TASKS -
[a] According to the article on Kaimri village, in what year was its school upgraded to a senior secondary school?
[b] Please resume the Kaimri village article, writing on from the point after its final sentence.

SOURCE -
Kaimri is a village in Hisar tehsil and district in the Indian state of Haryana.

History 
According to the data maintained by the Government of India's Department of Statistics, the Govt Primary School Kaimri was established in 1943, which was upgraded to a high school in 1967 and to senior secondary school in 1997.

Occupation 
Main occupation of people is agriculture and government/private jobs. Some villagers are employed in government services and many people are doing private jobs.

Transport 
Kaimri is connected to nearby villages through the road network with presence of State Transport Service and Private Bus Services which link it to Amardeep colony and beyond to Hisar.

Geography 
Kaimri is located at Hisar-Kaimri road.

Demographics

Demographics as per 2001 census
 India Census, Kaimri had a population of 7204. Male population is 3853, while female population is 3351.

DATA EXTRACT -
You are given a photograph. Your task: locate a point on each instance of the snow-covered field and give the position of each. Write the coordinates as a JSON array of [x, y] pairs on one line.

RESULTS IN ORDER -
[a] 1997

[b]
Demographics as per 2011 census
As of 2011 India census, Kaimri had a population of 8399 in 1584 households. Males (4443) constitute 52.89%  of the population and females (3956) 47.1%. Kaimri has an average literacy (4968) rate of 59.14%, more than the national average of 74%: male literacy (3018) is 60.74%, and female literacy (1950) is 39.25%. In Kaimri, 11.31% of the population is under 6 years of age (950).

Facilities
Kaimri village has government school, dispensary, etc. It is also the home of Shri Krishan Pranami Bal Sewa Ashram, Kaimri charitable orphanage and free school.
It also contain a Sankatmochan Kaimridham balaji mandir where peoples come from different cities of India.

See also

 Kaimri (disambiguation)
 Bidhwan
 Dhillon 
 Hansi City and Tehsil
 Haryana
 Hissar
 Hisar division
 Hisar (Lok Sabha constituency)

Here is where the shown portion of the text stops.